━━━━━ MATERIAL FOR THE TASK

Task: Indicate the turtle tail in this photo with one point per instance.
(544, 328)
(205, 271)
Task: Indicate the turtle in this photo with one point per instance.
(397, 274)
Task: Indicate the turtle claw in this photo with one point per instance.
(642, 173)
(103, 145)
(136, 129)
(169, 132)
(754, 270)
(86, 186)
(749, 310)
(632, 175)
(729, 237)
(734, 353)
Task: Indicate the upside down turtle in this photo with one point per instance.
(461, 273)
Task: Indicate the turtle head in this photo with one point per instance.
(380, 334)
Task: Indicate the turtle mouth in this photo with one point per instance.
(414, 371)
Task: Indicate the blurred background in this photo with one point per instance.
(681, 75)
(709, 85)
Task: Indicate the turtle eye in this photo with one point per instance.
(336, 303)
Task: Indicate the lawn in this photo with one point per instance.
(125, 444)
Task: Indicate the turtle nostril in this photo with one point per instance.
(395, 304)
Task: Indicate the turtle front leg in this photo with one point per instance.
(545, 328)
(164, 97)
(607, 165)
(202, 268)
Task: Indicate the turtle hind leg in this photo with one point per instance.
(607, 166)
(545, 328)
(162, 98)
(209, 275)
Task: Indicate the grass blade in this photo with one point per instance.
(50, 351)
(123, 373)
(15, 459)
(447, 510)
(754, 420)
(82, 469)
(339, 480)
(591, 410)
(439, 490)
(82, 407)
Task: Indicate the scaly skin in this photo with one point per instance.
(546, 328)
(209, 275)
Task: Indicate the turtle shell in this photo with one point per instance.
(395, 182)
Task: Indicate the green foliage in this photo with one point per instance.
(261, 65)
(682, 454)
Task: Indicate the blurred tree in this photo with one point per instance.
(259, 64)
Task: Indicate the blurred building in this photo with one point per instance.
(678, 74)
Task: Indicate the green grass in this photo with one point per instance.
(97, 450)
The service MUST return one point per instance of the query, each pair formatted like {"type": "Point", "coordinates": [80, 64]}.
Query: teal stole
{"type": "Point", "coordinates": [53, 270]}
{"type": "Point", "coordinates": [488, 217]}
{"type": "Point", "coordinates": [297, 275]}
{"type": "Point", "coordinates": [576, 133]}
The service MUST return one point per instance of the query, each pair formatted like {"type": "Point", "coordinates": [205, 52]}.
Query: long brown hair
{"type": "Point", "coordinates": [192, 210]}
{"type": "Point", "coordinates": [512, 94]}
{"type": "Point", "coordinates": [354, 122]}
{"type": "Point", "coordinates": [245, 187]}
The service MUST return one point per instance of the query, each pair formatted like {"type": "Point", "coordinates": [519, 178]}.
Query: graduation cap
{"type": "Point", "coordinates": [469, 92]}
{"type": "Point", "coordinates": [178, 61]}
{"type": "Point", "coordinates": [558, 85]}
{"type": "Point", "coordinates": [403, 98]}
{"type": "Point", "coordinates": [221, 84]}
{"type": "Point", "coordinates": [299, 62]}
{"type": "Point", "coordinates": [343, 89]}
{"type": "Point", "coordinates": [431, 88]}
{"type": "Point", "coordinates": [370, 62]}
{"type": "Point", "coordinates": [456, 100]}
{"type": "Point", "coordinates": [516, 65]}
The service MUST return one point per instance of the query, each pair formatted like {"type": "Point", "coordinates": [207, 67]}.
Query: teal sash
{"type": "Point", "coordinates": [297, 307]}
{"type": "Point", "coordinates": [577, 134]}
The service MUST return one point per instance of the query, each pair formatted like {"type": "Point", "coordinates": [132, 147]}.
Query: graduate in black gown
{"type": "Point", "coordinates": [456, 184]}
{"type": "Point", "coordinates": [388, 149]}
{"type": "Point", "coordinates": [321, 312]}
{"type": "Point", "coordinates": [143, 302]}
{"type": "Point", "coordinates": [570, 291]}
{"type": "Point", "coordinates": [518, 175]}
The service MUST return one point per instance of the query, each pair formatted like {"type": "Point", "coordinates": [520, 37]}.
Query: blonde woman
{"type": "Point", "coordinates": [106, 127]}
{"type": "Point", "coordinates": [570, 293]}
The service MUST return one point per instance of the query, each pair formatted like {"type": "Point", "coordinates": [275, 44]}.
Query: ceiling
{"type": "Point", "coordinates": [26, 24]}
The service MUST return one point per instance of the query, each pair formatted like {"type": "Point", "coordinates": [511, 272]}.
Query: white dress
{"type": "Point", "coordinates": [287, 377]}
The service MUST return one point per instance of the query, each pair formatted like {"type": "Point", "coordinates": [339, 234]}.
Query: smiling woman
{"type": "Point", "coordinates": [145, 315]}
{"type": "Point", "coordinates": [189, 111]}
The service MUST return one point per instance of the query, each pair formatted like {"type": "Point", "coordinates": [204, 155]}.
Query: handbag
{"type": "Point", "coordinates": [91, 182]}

━━━━━━━━━━

THE TASK = Give back the material in full, word for word.

RESULT BELOW =
Task: Indicate the turtle tail in this photo with one point per instance.
(544, 328)
(205, 271)
Task: Indicate the turtle in this photo with one point per instance.
(397, 274)
Task: Indicate the turtle claw in this photo with one point per instance.
(642, 173)
(103, 145)
(136, 129)
(169, 132)
(754, 270)
(86, 186)
(749, 310)
(632, 175)
(729, 237)
(734, 353)
Task: Indicate the upside down turtle in this photo with one point per instance.
(461, 273)
Task: Indicate the turtle head in this photo with one point per instance.
(380, 334)
Task: Indicate the turtle mouth in this photo with one point per instance.
(414, 371)
Task: Indicate the blurred background in this photo with one point per instance.
(681, 75)
(709, 85)
Task: Indicate the turtle eye in this photo with one point per instance.
(336, 303)
Task: Indicate the lawn in this photo with one point per instance.
(125, 444)
Task: Indicate the turtle nostril in this photo with one point per instance.
(395, 304)
Task: Indicate the turtle front leg in this photo with one point per instance.
(545, 328)
(164, 97)
(607, 165)
(202, 268)
Task: Indicate the turtle hind leg in this photo with one point per instance.
(607, 166)
(545, 328)
(162, 98)
(209, 275)
Task: Indicate the grass blade in this photo with one point per instance.
(50, 351)
(123, 373)
(15, 459)
(447, 510)
(754, 420)
(82, 469)
(339, 480)
(591, 410)
(439, 490)
(82, 407)
Task: Indicate the scaly skin in this photo with one point per instance.
(546, 328)
(209, 275)
Task: Indicate the turtle shell in this photo with one point per instance.
(395, 182)
Task: Indicate the green foliage in this photo with one point per instance.
(261, 65)
(682, 454)
Task: Indicate the blurred tree in this photo with one point per instance.
(259, 64)
Task: Indicate the blurred building in this photo with one point per instance.
(678, 74)
Task: Indicate the green grass in this photo with one point per instance.
(97, 450)
The service MUST return one point per instance of the query, each pair formatted like {"type": "Point", "coordinates": [80, 64]}.
Query: teal stole
{"type": "Point", "coordinates": [53, 270]}
{"type": "Point", "coordinates": [488, 217]}
{"type": "Point", "coordinates": [297, 275]}
{"type": "Point", "coordinates": [576, 133]}
The service MUST return one point per instance of the query, each pair formatted like {"type": "Point", "coordinates": [205, 52]}.
Query: long brown hair
{"type": "Point", "coordinates": [192, 210]}
{"type": "Point", "coordinates": [512, 94]}
{"type": "Point", "coordinates": [354, 122]}
{"type": "Point", "coordinates": [245, 187]}
The service MUST return one point per instance of the query, each pair formatted like {"type": "Point", "coordinates": [519, 178]}.
Query: graduation cap
{"type": "Point", "coordinates": [469, 92]}
{"type": "Point", "coordinates": [178, 61]}
{"type": "Point", "coordinates": [558, 85]}
{"type": "Point", "coordinates": [403, 98]}
{"type": "Point", "coordinates": [221, 84]}
{"type": "Point", "coordinates": [299, 62]}
{"type": "Point", "coordinates": [343, 89]}
{"type": "Point", "coordinates": [431, 88]}
{"type": "Point", "coordinates": [370, 62]}
{"type": "Point", "coordinates": [456, 100]}
{"type": "Point", "coordinates": [516, 65]}
The service MUST return one point per instance of the query, each pair formatted like {"type": "Point", "coordinates": [207, 67]}.
Query: teal sash
{"type": "Point", "coordinates": [297, 307]}
{"type": "Point", "coordinates": [577, 134]}
The service MUST return one point per instance of the query, each pair formatted like {"type": "Point", "coordinates": [132, 147]}.
Query: graduate in black gown
{"type": "Point", "coordinates": [456, 184]}
{"type": "Point", "coordinates": [388, 149]}
{"type": "Point", "coordinates": [321, 312]}
{"type": "Point", "coordinates": [143, 302]}
{"type": "Point", "coordinates": [570, 291]}
{"type": "Point", "coordinates": [518, 175]}
The service MUST return one point per instance of the query, each pair formatted like {"type": "Point", "coordinates": [520, 37]}.
Query: blonde woman
{"type": "Point", "coordinates": [106, 127]}
{"type": "Point", "coordinates": [570, 293]}
The service MUST return one point per instance of the query, each pair formatted like {"type": "Point", "coordinates": [275, 44]}.
Query: ceiling
{"type": "Point", "coordinates": [26, 24]}
The service MUST return one point per instance of the query, each pair formatted like {"type": "Point", "coordinates": [511, 272]}.
Query: white dress
{"type": "Point", "coordinates": [287, 377]}
The service MUST return one point per instance of the query, each pair formatted like {"type": "Point", "coordinates": [339, 234]}.
Query: smiling woman
{"type": "Point", "coordinates": [145, 315]}
{"type": "Point", "coordinates": [189, 111]}
The service MUST return one point per instance of the query, each pair formatted like {"type": "Point", "coordinates": [204, 155]}.
Query: handbag
{"type": "Point", "coordinates": [91, 182]}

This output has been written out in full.